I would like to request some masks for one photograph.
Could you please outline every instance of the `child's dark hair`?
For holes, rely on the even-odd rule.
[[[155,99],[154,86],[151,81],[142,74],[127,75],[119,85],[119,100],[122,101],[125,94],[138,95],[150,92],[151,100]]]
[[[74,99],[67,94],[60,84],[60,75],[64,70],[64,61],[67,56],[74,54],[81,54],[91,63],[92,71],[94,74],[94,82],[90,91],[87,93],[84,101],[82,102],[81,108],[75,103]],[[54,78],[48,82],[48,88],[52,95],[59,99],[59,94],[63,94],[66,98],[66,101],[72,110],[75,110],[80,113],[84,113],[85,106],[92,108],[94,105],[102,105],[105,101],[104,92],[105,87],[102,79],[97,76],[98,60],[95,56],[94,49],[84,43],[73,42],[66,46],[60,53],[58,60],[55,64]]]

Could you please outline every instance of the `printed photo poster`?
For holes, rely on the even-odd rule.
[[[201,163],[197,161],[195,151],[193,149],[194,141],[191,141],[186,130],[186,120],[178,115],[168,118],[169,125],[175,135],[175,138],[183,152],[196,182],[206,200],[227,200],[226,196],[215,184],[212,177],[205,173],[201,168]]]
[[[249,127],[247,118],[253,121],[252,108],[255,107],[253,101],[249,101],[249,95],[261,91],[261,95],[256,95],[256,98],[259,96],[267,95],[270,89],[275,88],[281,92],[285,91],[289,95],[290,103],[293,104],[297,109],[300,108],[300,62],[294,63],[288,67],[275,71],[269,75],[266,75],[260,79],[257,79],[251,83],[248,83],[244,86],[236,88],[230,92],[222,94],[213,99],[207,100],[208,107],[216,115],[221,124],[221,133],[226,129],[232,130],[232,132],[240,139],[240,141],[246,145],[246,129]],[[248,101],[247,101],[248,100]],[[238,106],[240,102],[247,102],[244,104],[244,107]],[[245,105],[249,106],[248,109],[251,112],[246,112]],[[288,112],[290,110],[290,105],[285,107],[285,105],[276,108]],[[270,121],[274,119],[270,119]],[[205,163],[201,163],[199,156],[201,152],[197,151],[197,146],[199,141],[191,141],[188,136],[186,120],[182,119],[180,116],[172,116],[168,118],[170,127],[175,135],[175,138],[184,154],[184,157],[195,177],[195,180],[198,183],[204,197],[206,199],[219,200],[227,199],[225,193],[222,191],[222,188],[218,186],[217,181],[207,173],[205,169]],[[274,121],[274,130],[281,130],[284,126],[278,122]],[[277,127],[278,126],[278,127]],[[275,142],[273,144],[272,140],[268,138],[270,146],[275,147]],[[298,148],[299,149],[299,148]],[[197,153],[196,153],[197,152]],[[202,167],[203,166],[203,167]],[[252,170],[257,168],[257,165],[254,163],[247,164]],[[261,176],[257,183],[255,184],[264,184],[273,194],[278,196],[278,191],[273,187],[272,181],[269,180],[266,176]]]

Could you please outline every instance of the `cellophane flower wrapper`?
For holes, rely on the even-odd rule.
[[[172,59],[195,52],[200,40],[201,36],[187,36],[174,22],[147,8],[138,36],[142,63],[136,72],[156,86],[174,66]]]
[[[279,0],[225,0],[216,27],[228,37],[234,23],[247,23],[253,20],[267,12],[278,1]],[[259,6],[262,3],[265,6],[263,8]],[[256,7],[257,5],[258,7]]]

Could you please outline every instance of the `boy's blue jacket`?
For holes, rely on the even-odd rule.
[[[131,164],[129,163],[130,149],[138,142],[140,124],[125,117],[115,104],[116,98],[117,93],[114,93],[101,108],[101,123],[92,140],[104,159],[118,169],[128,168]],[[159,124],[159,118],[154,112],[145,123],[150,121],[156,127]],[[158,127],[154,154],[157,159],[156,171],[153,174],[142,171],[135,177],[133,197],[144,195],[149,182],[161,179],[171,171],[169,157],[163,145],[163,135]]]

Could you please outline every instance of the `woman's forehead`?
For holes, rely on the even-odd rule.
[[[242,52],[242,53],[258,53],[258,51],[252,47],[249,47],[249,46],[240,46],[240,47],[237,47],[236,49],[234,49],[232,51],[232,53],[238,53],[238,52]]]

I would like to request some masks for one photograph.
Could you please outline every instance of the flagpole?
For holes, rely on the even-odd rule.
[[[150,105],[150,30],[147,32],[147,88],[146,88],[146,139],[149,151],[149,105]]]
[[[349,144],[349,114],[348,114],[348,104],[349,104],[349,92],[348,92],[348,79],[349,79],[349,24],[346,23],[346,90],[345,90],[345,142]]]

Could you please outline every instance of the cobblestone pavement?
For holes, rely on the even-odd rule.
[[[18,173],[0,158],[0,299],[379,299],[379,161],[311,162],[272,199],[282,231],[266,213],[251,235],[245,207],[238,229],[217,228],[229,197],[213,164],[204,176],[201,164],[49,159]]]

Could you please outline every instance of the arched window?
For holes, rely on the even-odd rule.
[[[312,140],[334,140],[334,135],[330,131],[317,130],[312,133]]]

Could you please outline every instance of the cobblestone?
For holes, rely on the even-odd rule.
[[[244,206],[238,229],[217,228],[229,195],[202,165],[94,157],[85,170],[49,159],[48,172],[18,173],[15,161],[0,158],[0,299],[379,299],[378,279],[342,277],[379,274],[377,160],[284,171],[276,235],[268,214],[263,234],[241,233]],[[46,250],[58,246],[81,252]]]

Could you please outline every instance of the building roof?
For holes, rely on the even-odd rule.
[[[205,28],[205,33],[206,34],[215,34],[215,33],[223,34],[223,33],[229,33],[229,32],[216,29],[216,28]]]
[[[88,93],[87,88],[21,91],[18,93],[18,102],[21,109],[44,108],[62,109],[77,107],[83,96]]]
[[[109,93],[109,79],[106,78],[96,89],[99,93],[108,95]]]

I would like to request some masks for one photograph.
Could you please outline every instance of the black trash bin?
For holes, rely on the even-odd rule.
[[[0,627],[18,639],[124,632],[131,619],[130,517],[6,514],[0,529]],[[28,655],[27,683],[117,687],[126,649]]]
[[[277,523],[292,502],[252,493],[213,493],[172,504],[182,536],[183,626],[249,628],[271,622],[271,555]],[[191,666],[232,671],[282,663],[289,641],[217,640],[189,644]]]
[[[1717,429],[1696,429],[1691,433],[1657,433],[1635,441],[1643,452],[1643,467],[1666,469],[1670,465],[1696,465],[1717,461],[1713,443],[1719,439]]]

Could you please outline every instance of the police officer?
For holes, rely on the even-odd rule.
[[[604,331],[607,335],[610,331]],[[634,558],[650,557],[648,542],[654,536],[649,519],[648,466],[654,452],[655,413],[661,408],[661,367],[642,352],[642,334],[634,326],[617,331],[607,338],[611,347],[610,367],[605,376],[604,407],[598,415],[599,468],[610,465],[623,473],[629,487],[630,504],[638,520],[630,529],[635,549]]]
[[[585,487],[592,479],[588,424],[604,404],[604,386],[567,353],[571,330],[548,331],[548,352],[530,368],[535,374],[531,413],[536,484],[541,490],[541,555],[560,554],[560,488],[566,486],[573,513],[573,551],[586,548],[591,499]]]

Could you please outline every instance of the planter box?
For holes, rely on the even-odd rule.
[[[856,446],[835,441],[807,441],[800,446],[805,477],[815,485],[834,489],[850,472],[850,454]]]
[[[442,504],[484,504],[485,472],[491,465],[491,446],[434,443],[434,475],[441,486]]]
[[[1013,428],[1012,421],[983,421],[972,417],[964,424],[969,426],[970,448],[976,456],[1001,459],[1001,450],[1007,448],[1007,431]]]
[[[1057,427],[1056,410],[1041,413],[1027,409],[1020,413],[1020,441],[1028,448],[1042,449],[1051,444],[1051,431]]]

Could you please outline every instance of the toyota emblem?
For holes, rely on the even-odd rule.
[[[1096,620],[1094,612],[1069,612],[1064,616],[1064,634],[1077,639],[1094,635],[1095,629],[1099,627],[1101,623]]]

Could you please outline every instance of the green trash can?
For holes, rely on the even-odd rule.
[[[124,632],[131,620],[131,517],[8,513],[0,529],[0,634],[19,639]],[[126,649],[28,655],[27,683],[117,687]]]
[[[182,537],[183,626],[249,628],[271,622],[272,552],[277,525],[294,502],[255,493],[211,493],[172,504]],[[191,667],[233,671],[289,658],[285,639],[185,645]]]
****
▶ [AIM OF THE EXERCISE]: Every line above with the word "trash" is to be copied out.

▶ [EXERCISE SOLUTION]:
Could you please outline every instance of the black trash bin?
Could you please outline every instance of the green trash can?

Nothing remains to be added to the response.